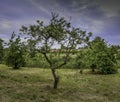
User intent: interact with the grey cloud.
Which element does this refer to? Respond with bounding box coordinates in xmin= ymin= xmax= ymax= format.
xmin=0 ymin=0 xmax=120 ymax=45
xmin=0 ymin=17 xmax=13 ymax=34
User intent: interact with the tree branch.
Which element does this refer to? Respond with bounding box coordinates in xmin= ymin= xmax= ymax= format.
xmin=42 ymin=53 xmax=52 ymax=67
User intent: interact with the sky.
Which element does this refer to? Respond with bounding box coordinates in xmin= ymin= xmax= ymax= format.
xmin=0 ymin=0 xmax=120 ymax=45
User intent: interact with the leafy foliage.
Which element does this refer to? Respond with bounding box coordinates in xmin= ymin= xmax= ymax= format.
xmin=5 ymin=33 xmax=26 ymax=69
xmin=75 ymin=49 xmax=88 ymax=73
xmin=87 ymin=36 xmax=117 ymax=74
xmin=0 ymin=38 xmax=4 ymax=63
xmin=20 ymin=13 xmax=92 ymax=88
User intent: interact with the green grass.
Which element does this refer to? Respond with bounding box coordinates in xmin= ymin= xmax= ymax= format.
xmin=0 ymin=65 xmax=120 ymax=102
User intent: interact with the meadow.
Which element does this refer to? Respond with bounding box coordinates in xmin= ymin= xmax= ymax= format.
xmin=0 ymin=64 xmax=120 ymax=102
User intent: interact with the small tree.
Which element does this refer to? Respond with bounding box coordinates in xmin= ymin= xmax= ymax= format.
xmin=20 ymin=13 xmax=91 ymax=89
xmin=26 ymin=39 xmax=37 ymax=58
xmin=75 ymin=49 xmax=88 ymax=73
xmin=87 ymin=36 xmax=117 ymax=74
xmin=0 ymin=38 xmax=4 ymax=63
xmin=5 ymin=33 xmax=25 ymax=69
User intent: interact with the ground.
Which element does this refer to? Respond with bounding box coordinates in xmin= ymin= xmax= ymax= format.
xmin=0 ymin=64 xmax=120 ymax=102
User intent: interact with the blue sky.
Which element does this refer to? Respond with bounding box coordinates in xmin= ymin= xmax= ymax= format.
xmin=0 ymin=0 xmax=120 ymax=45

--

## TRY IT
Reprint the listing above verbatim but drop the images.

## ANSWER BELOW
User intent: interact with the grey cloud.
Which element does this refer to? Respond with bounding box coordinates in xmin= ymin= xmax= ymax= format.
xmin=0 ymin=0 xmax=120 ymax=45
xmin=0 ymin=17 xmax=13 ymax=34
User intent: interact with the tree branch.
Which element does this refer to? Respond with bounding box coordinates in xmin= ymin= xmax= ymax= format.
xmin=42 ymin=53 xmax=52 ymax=67
User intent: interact with the sky.
Which element does this refer to? Respond with bounding box coordinates in xmin= ymin= xmax= ymax= format.
xmin=0 ymin=0 xmax=120 ymax=45
User intent: interact with the leafy foliage.
Which element does this refer to? Respond with bounding box coordinates in xmin= ymin= xmax= ymax= format.
xmin=5 ymin=33 xmax=26 ymax=69
xmin=75 ymin=49 xmax=88 ymax=73
xmin=87 ymin=36 xmax=117 ymax=74
xmin=0 ymin=38 xmax=4 ymax=63
xmin=20 ymin=13 xmax=92 ymax=88
User intent: interact with the green grass.
Which element does this refer to? Respond with bounding box coordinates in xmin= ymin= xmax= ymax= format.
xmin=0 ymin=65 xmax=120 ymax=102
User intent: interact with the meadow.
Which element does this refer to? Respond with bounding box coordinates in xmin= ymin= xmax= ymax= format.
xmin=0 ymin=64 xmax=120 ymax=102
User intent: interact with the small tree.
Which element does this refer to? Respond with bounding box coordinates in xmin= ymin= xmax= ymax= format.
xmin=20 ymin=13 xmax=91 ymax=89
xmin=26 ymin=39 xmax=37 ymax=58
xmin=75 ymin=49 xmax=88 ymax=73
xmin=87 ymin=36 xmax=117 ymax=74
xmin=0 ymin=38 xmax=4 ymax=63
xmin=5 ymin=33 xmax=25 ymax=69
User intent: interact with the ground.
Which element does this refer to? Respond with bounding box coordinates in xmin= ymin= xmax= ymax= format.
xmin=0 ymin=64 xmax=120 ymax=102
User intent: interact with the blue sky.
Which element does this refer to? Respond with bounding box coordinates in xmin= ymin= xmax= ymax= format.
xmin=0 ymin=0 xmax=120 ymax=45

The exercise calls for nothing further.